▸ SOURCE DOCUMENT:
--------
That’s because, as Look makes visible, the military’s organizing logics saturate and animate the “daily, daily” verbal-visual mass media discourses that at turns erase and spectacularize the suffering of marginalized bodies. Take one of the book’s first poems, which redefines a military term by way of an image:

BATTLEFIELD ILLUMINATION on fire
a body running

Glaring out from an otherwise blank page, “BATTLEFIELD ILLUMINATION” does a kind of captioning, naming a scene that is at once shocking and familiar, recognizable, out of a movie; and in movies the people on fire are rarely the good guys. Heroes make appearances, too: for instance, when, “At the WWII memorial, FDR thanks women / for sacrificing their sons / and their nylons. ” The zeugma’s equation of human beings with stockings draws attention to the incongruities between defense discourse, heartwarming media moments and precarious realities that, as Sharif emphasizes, are in practice easy to gloss over. She makes a similar move in “DESIRED APPRECIATION,” as a White House PR photo-shoot morphs into its obverse, a scene of interrogation and torture that supposedly also informs the public sense of security: “the nation must administer / A bit of hope…. Must muss up / some kid’s hair and let him loose / Around the Oval Office. click click could be cameras / Or the teeth of handcuffs closing to fix / The arms overhead.” Elsewhere, poems consisting entirely of captions—“Soldier, Home Early, Surprises His Wife in Chick-fil-A,” or “A young soldier (pictured above) the son of an imam, brother to six, is among the latest casualties in the military campaign of Susangerd”—intensify our sense of the precarious relation between a given reality and its unanchored, unattributed signage.
--------
▸ REQUIREMENT A: In the review of the poetry collection Look, what does FDR thank women for sacrificing at the WWII memorial?
▸ REQUIREMENT B: Continue the review of the poetry collection Look from its last sentence.

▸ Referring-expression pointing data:
--------
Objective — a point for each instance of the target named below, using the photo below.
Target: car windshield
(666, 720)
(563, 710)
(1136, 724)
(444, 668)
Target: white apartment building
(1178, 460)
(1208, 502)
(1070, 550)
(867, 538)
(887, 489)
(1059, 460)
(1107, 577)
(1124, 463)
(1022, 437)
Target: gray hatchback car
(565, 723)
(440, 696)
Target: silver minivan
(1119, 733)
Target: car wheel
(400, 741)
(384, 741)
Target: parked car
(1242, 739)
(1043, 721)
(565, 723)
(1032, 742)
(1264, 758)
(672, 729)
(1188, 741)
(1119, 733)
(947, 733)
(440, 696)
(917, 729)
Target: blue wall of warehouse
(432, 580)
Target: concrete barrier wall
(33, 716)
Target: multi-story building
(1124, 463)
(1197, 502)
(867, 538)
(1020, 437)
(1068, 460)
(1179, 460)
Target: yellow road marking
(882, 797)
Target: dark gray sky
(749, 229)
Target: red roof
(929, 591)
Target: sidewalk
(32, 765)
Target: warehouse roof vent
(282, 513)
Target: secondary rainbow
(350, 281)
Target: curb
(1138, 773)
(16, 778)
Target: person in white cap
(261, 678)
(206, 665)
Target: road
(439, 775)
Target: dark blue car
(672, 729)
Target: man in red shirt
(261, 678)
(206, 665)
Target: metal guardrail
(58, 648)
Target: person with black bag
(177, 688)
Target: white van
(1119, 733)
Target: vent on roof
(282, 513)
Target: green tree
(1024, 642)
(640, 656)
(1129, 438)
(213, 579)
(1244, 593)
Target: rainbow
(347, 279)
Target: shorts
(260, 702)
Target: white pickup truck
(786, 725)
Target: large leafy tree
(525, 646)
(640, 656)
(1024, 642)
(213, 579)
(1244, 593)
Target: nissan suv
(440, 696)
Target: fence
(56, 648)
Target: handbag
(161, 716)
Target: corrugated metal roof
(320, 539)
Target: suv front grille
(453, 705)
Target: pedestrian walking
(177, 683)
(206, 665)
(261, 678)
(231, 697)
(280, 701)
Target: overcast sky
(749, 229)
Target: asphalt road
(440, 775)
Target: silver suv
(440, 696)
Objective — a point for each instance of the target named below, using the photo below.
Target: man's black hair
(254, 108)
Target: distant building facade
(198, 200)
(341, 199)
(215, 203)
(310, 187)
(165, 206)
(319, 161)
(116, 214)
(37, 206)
--------
▸ RESULT A: Their sons and their nylons.

▸ RESULT B:
There are no photographs in Look, no possibility for ogling; figuring the un-pictured, the poems enact a kind of ekphrasis. This is another strategy, an unrelenting one, to “satisfy” The Work-Shy’s “aversion to theatricality,” as an epigraph from Susan Sontag near the center of book suggests: “Like guns and cars, cameras are fantasy-machines whose use is addictive.” The apparatus of visual culture referenced in Look—cameras, shutters, lenses, albums, stages, and film reels abound—is charged with producing a sort of pornographic “CONTINUOUS STRIP IMAGERY” that frames people as objects rather than subjects. As the sequence moves toward an imagined meeting with a deceased uncle, and as institutionalized forms of representation penetrate even the most private spaces—“The enlarged ID photo above her mantel,” Sharif writes, “means I can know Amoo, / my dear COLLATERAL DAMAGE, // as only a state or a school might do”—we sense how thoroughly imprisoned we are by the many-layered conventions by which we might encounter ourselves and each other. Meanwhile we can catch glimpses, as in a description of a camera rolling on Sharif’s father, “his hair

black as mine is now, I’m four and in Alabama, I see him
between odd jobs in different states,
and on the video our friend shows baba a picture
of me and asks how do you feel when you see Solmaz?
and baba saying turn the camera off then
turn off the camera and then
can you please look away I don’t want you to see my baba cry

Struggling to escape the confines of “PERCEPTION MANAGEMENT” is a laborious, confusing, and painful process. We can’t dress in camouflage, steal the keys, and release wards/words, as, for this reviewer, Blunt Research Group seems to. Circulation, anonymous or not, has its own strictures; within them, Sharif’s look lingers like “a film projection caught / in theater dust.”

November 2017

This review was published in Issue 61:1.